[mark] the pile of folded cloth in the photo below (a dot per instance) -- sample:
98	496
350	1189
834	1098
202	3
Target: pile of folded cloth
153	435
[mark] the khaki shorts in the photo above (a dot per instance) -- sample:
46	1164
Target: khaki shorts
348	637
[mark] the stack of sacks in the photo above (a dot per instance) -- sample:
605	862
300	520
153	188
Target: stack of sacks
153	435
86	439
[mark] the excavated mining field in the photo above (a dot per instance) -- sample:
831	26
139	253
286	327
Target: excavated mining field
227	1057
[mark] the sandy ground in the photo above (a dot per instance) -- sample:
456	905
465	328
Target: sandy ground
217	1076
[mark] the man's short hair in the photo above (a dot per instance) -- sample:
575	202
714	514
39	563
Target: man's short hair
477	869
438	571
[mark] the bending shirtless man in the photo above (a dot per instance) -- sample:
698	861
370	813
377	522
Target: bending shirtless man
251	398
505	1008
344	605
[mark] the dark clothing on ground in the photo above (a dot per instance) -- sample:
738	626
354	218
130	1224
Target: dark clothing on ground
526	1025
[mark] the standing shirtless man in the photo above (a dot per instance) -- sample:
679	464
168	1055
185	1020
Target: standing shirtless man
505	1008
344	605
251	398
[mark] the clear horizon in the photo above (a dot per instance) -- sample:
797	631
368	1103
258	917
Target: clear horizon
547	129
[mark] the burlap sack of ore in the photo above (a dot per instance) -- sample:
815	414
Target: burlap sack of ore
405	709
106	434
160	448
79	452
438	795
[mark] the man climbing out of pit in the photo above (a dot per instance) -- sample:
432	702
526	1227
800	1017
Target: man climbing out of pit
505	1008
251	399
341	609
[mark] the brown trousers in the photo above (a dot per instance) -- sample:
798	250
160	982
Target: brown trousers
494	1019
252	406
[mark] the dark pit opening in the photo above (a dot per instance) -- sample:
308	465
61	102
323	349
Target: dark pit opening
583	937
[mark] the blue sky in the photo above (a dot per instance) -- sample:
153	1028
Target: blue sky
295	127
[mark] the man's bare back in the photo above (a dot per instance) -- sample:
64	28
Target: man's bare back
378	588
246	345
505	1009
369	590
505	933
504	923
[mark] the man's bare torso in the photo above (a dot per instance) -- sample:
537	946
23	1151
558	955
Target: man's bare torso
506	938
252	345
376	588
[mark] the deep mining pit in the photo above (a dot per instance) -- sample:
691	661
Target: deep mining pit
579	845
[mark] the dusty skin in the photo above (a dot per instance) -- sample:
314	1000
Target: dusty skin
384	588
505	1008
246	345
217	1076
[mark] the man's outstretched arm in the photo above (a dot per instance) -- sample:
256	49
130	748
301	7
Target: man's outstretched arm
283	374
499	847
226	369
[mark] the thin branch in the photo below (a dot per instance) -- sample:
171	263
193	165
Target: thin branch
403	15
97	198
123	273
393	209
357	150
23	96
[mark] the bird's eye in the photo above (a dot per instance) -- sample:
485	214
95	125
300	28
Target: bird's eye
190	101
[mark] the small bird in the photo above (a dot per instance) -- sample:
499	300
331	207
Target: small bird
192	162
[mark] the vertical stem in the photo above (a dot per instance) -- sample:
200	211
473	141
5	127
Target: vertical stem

============================================================

Return the entries above exactly as they appear.

--- ANSWER ---
[mark] the pile of folded cloth in the photo below (a dot per instance) -- sample:
98	496
350	1189
834	1098
202	3
Target: pile of folded cloth
153	435
[mark] the khaki shorts in the photo above (a dot per instance) -- sample:
46	1164
Target: khaki shorts
348	637
[mark] the stack of sacks in the photo above (a dot per instance) -- sample:
605	862
300	520
153	188
Target: stack of sacks
153	435
86	439
[mark] the excavated mining field in the photo above (a dot per instance) -- sample:
831	26
139	253
286	327
Target: excavated mining field
227	1057
[mark] the sandy ground in the photo above (a dot per instance) -- sample:
456	905
465	328
Target: sandy ground
217	1076
[mark] the man's short hair in the photo above (a dot per instance) -- sample:
575	202
714	514
39	563
Target: man's short hair
477	869
438	571
[mark] the bending shirtless man in the photo above (a dot per instance) -- sample:
698	861
370	813
377	522
Target: bending shirtless man
251	398
505	1008
344	605
[mark] the dark clothing on ground in the photo above (a dot per instance) -- sample:
738	626
354	218
130	1224
Target: dark clothing on ground
526	1025
[mark] the standing shirtless man in the photo above (a dot per instance) -- sample:
679	464
168	1055
185	1020
Target: standing shirtless man
505	1008
344	605
251	398
[mark] the clear horizon in the photo above (a dot per instance) -- sample:
797	631
368	1103
258	917
Target: clear horizon
547	129
[mark] the burlap sack of ore in the photo above (a dot per instance) -- sample:
815	414
Target: burlap sack of ore
405	709
106	434
160	448
79	452
438	795
[mark] the man climbing out of pit in the photo above (a dot per instance) -- sample:
432	702
526	1227
800	1017
Target: man climbing out of pit
505	1008
251	399
341	609
[mark] the brown trousers in the photo above (a dot per instance) -- sample:
798	250
160	982
Target: brown trousers
494	1019
252	406
[mark] the dark pit opening in the photo above (a dot per instance) -- sample:
308	465
61	102
323	349
Target: dark pit opening
583	937
[mark] the blue sky in the photo above (a dot per instance) -- sample:
153	1028
Target: blue sky
295	127
[mark] the man's bare back in the photo above (a dot per instance) -- sample:
64	28
Target: man's bare back
378	588
246	345
505	1009
369	590
505	933
504	923
[mark] the man's bare torso in the photo above (a dot per instance) -- sample:
537	946
23	1151
558	955
Target: man's bare torso
506	938
252	345
376	588
[mark] the deep mining pit in the photo above (a dot per instance) -- sample:
691	661
Target: deep mining pit
579	845
[mark] the dusty skin in the photo above (a dot per instance) -- sample:
314	1000
Target: dusty skin
384	588
505	1008
246	345
217	1076
[mark] the man's outstretched arm in the photo above (a dot per instance) -- sample:
256	49
130	748
301	7
Target: man's outstretched arm
283	374
499	847
226	369
[mark] the thin branch in the photo below (a dot per instance) -- sample:
171	263
193	165
Target: thin branch
403	15
97	198
123	273
393	209
357	150
23	96
[mark] the bird's eye in the photo above (a dot per instance) -- sample:
485	214
95	125
300	28
Target: bird's eye
190	101
[mark] the small bird in the photo above (a dot per instance) -- sample:
499	300
331	207
Target: small bird
192	162
[mark] the vertical stem in the photo above (a dot per instance) -- sample:
200	211
473	141
5	127
Target: vertical stem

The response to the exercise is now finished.